**WHAT THIS EXERCISE ASKS**:
A) In the news report on the two nuns killed in Mississippi, where did the nuns work as nurse practitioners?
B) Write the next part of the news report on the two nuns killed in Mississippi, starting after its final sentence.

**READING TEXT**:
= Beginning of Section =
JACKSON — The Mississippi medical examiner is still working on an autopsy report for two nuns who were killed five months ago in the community where they had done charity work for years.
Mississippi Department of Public Safety spokesman Warren Strain told The Associated Press that the report could be finished in the next two or three weeks.
“The Department of Public Safety is moving as expeditiously as possible without compromising the integrity of the case,” Strain said Friday. “The case file is complete with the exception of the complete and final autopsy report from the state medical examiner.”
Holmes County District Attorney Akillie Malone-Oliver said Thursday that she is waiting for complete information from the medical examiner and results of forensics tests from the state Crime Lab before presenting the case to a grand jury for possible indictment. Both are part of the Department of Public Safety. Strain said the forensics tests are complete.
The bodies of Sisters Margaret Held and Paula Merrill, both 68, were found Aug. 25 in Durant after they failed to show up at the health clinic where they worked as nurse practitioners in Lexington. Both communities are in Holmes County, one of the poorest counties in the nation.
Rodney Earl Sanders of nearby Kosciusko, Mississippi, was charged with capital murder Aug. 26 and remains jailed without bond. He was 46 when arrested and is now 47.
= End of Section =
**AVAILABLE DATA**:
= Beginning of Section =
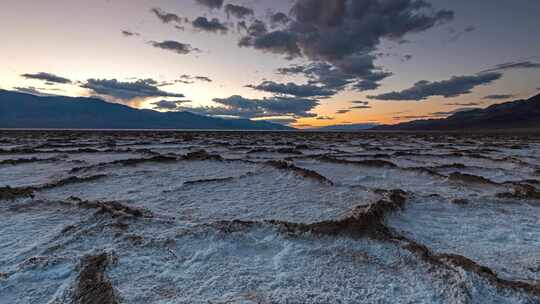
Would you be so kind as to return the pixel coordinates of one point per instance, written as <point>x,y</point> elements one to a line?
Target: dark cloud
<point>168,104</point>
<point>126,33</point>
<point>406,58</point>
<point>513,66</point>
<point>464,104</point>
<point>213,26</point>
<point>213,4</point>
<point>238,11</point>
<point>412,117</point>
<point>239,106</point>
<point>455,86</point>
<point>277,42</point>
<point>450,113</point>
<point>187,79</point>
<point>51,78</point>
<point>174,46</point>
<point>279,18</point>
<point>142,88</point>
<point>325,118</point>
<point>166,17</point>
<point>343,33</point>
<point>32,90</point>
<point>293,89</point>
<point>281,121</point>
<point>499,96</point>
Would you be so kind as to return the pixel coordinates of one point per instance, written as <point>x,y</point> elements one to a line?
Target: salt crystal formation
<point>172,217</point>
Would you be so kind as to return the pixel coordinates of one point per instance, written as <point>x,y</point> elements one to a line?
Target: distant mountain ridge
<point>520,114</point>
<point>21,110</point>
<point>346,128</point>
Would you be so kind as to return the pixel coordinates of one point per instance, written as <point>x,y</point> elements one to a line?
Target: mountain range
<point>21,110</point>
<point>519,114</point>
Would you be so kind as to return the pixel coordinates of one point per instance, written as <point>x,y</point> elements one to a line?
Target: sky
<point>306,63</point>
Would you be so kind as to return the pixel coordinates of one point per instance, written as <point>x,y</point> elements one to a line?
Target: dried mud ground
<point>172,217</point>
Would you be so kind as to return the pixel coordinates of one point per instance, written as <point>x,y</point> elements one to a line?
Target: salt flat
<point>174,217</point>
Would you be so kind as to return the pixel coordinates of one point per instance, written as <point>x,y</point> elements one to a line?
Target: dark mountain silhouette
<point>520,114</point>
<point>19,110</point>
<point>346,128</point>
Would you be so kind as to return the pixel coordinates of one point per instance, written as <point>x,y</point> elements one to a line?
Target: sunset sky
<point>299,62</point>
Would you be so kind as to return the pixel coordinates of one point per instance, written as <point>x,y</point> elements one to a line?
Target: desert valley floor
<point>225,217</point>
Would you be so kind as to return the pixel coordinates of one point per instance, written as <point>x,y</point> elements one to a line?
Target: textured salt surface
<point>158,225</point>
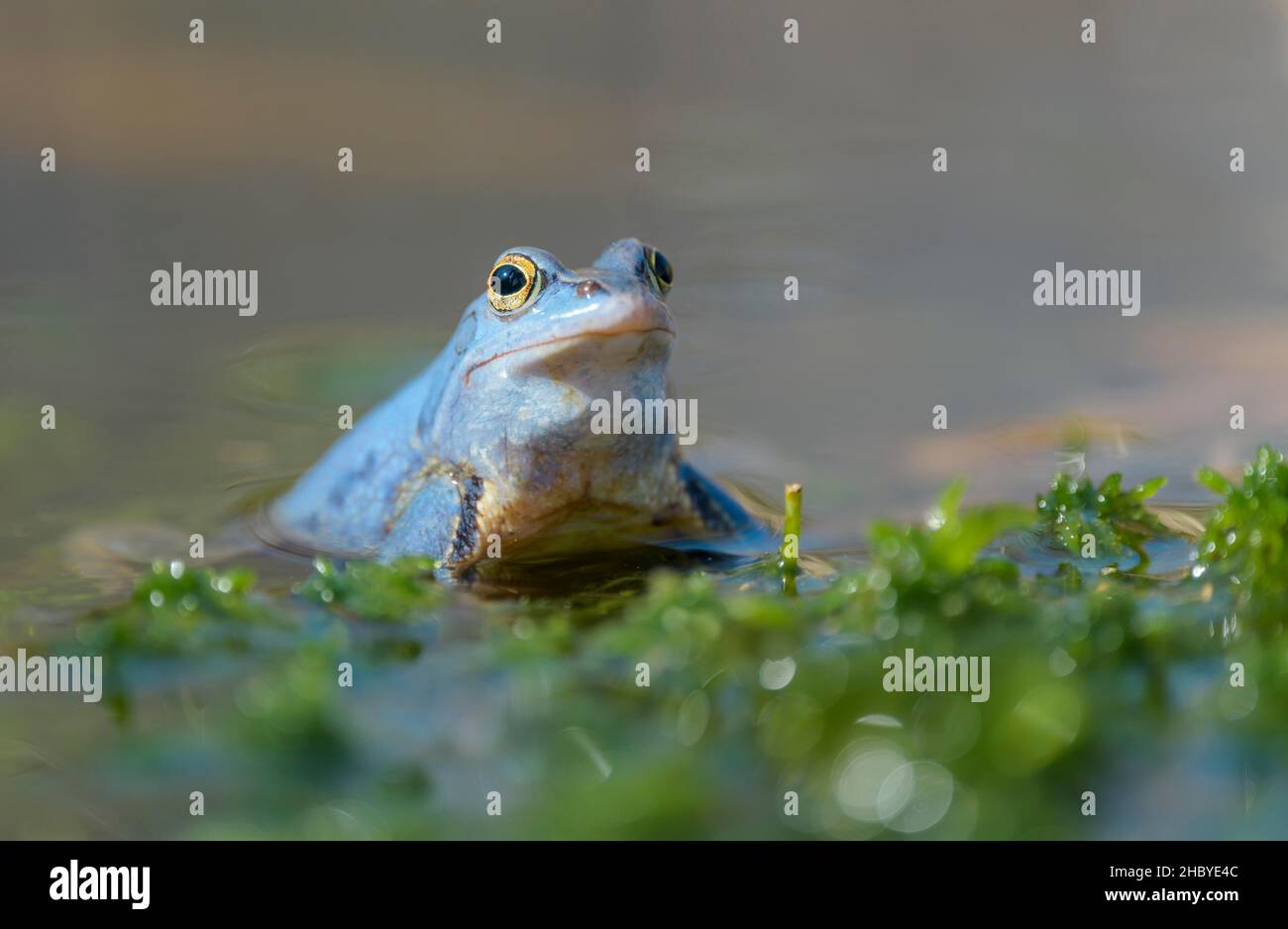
= End of Section =
**RESPONSES BY ITEM NUMBER**:
A) At a health clinic in Lexington.

B)
The nuns’ funerals were Sept. 2. Merrill was buried in Kentucky, where she belonged to the Sisters of Charity of Nazareth. Held was buried in Wisconsin, where she was a member of the School Sisters of St. Francis in Milwaukee.
The nuns’ relatives and colleagues have said they oppose the death penalty, including for Sanders.
Mississippi Bureau of Investigation agent LeCarus Oliver — the husband of the district attorney — testified during a hearing Sept. 16 in Durant Municipal Court that Sanders had been staying in a shed across the street from the sisters’ home for three days before the slayings. Oliver testified that he was not in the room when Sanders confessed, but Sanders’ questioning by other investigators was captured on an audio recording.
“He did acknowledge killing Paula Merrill and Margaret Held,” Oliver testified.
Sanders told investigators that he went through the back door of the sisters’ home, uninvited. Sanders said Merrill saw him first before a struggle took place with both women, Oliver testified.
One of Sanders’ defense attorneys, Richard Carter III of Kosciusko, asked Oliver if Sanders had revealed a motive for the alleged crime. Oliver said he had not.
Municipal Judge Jim Arnold ruled at the end of the hearing that there was enough evidence to send the case to a grand jury.
Carter did not immediately return a call seeking comment about the case Friday.